**Stated exercise 1**
According to the deck-of-the-month text, where does the name of the deck "Anu Gets A Blood" come from?
**Stated exercise 2**
In the deck-of-the-month text, take everything from "- The Malk Trollbox" down to "lot of flexibility." and write it out again, substituting "versatility" for "flexibility".

=== Excerpt provided ===

The Deck of the Month for July/August 2015 is the tournament winning deck “Anu Gets A Blood” by Bram van Stappen (BEL), who won the Last Chance Qualifier to the French National Championship 2015 with this deck. The deck is a rather untypical ally bleed deck build around Anu Diptinatpa and the Procurer ally. The Procurers together with Anu’s special ability to spent a blood to give a minion(!) an extra +1 bleed, serve two purposes. The first is to bleed for one with Anu’s help, and the second one is to provide Anu with an extra blood (hence the deck’s name) for future bleed modification. If you dare to block, the third angle of the deck is kicking in: with Concealed Weapon & Flash Grenade the minions are able end combat and to tap down an opposing vampire easily for the next untap phase. The deck list lists very inconspicuous, but it’s fast, and puts a lot of pressure on its prey with a horde of minions.
As usual a couple of other decks were quite interesting in these two months.
- The Malk Trollbox deck by Samir Sardinha (BRA) shows nicely that a Malkavian antitribu deck can be something different than just a Dementation Bleed deck (with or without Obfuscate). The deck is toolboxish wall using Auspex/Dementation for blocking, including a total 20(!) combo cards which gives the deck a lot of flexibility.
- The Gangrel antitribu small/midcap bleed decks have become quite popular since the release of The Unaligned. But that’s actually not that surprisingly because the expansion had a plethora of useful library and crypt cards for the Gangrel antitribu in general (and the City Gangrel in particular). The on the latest example is the deck Loving you was like loving the dead as played by Desso Alastor (BRA).
- The last deck on the list is Brandon Haas’ (USA) deck “Laying the Foundation“. At first, glancing over the crypt, I was thinking that this might be a variation of a typical Weenie/Midcap Animalism deck. But there’s more to this deck, it’s actually a decent bleed deck. In the first place, it conserves a lot of pool with Founders of the Ebony Kingdom and has some multi-act (and other) capabilities with Guruhi Are the Land to tool up, before it starts bleeding in earnest.

=== Material supplied ===

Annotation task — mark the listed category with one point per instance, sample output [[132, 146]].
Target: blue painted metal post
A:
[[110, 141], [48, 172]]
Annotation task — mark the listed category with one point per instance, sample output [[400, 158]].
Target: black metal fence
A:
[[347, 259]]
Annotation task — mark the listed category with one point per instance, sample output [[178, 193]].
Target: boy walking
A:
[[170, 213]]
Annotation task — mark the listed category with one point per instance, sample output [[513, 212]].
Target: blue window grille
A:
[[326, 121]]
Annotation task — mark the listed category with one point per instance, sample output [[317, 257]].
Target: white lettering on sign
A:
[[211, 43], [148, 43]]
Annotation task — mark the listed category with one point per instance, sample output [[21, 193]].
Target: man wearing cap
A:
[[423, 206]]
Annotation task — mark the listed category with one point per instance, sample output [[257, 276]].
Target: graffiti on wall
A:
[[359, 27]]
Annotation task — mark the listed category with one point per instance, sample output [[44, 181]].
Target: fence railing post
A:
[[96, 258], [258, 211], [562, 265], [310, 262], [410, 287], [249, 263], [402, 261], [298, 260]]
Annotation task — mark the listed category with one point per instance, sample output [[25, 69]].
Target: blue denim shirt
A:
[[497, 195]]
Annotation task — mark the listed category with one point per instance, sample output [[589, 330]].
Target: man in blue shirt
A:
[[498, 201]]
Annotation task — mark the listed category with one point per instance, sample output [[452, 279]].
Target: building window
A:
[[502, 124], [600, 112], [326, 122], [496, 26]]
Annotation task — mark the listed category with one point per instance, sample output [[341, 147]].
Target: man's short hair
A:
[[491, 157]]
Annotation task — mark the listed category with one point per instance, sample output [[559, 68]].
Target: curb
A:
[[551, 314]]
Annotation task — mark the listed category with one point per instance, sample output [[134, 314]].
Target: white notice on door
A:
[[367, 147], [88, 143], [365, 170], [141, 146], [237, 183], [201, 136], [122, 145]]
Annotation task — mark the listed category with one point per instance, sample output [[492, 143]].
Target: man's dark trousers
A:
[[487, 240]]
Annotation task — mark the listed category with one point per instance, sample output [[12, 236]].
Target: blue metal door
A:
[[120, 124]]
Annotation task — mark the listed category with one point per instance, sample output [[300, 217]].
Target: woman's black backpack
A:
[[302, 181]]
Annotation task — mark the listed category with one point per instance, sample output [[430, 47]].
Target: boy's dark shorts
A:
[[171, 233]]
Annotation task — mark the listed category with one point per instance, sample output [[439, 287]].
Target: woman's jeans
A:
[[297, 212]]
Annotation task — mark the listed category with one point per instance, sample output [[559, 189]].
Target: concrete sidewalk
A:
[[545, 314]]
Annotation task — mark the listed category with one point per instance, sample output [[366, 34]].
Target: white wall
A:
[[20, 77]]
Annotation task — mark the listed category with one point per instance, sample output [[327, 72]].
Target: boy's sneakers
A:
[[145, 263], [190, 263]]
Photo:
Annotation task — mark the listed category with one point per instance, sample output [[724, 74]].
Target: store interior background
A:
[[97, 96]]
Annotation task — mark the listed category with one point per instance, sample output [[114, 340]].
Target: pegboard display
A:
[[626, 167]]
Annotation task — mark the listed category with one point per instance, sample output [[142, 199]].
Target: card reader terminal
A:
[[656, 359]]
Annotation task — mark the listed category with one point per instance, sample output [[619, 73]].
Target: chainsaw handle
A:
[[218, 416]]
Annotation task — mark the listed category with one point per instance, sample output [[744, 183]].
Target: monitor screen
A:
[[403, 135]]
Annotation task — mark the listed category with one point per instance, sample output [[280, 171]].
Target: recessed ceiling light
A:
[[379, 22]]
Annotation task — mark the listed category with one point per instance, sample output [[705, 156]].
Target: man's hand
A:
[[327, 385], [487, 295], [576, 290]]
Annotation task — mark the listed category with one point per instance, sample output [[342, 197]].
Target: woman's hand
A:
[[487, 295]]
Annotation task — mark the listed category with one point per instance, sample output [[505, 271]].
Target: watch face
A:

===

**Task result 1**
The name comes from the second purpose of the Procurer allies, which is to give Anu Diptinatpa an extra blood. Anu can later spend that blood on bleed modification, giving a minion an extra +1 bleed.

**Task result 2**
- The Malk Trollbox deck by Samir Sardinha (BRA) shows nicely that a Malkavian antitribu deck can be something different than just a Dementation Bleed deck (with or without Obfuscate). The deck is toolboxish wall using Auspex/Dementation for blocking, including a total 20(!) combo cards which gives the deck a lot of versatility.